Rows of bounding-box annotation data:
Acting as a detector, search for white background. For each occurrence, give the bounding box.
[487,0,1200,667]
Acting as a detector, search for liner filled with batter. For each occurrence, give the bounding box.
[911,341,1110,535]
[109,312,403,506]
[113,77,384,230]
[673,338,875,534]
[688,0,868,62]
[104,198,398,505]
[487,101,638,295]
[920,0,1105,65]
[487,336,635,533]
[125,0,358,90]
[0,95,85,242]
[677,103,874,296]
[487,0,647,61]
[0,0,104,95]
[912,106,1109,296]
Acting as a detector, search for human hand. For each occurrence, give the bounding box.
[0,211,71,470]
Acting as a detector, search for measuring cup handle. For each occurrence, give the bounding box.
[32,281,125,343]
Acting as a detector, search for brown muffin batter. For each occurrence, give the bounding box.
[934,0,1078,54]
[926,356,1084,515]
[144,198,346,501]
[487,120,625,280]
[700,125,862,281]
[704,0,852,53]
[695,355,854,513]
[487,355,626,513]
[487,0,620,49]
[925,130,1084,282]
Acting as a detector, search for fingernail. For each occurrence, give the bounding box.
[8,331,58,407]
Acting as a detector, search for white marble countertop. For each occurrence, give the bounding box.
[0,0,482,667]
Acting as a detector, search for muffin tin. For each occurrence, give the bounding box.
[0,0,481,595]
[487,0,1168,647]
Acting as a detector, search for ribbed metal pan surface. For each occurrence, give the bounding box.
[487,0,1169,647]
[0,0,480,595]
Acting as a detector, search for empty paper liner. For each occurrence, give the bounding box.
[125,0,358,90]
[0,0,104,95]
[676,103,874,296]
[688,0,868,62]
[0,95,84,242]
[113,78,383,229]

## Directions:
Copy the material verbatim, starting at the line that contains "Acting as a detector, search for muffin" and continuing through the final line of the material.

## Exercise solution:
Acting as a detector, search for muffin tin. For each occurrence, give the bounding box.
[0,0,481,595]
[487,0,1168,647]
Acting as a detector, search for ribbed metal pan surface. For each occurrence, give the bounding box.
[487,0,1169,647]
[0,0,480,595]
Acting as a detector, search for empty paper liner. For each occurrence, give the bounding box.
[125,0,358,90]
[0,0,104,95]
[676,103,874,296]
[688,0,868,62]
[0,95,84,242]
[113,78,383,229]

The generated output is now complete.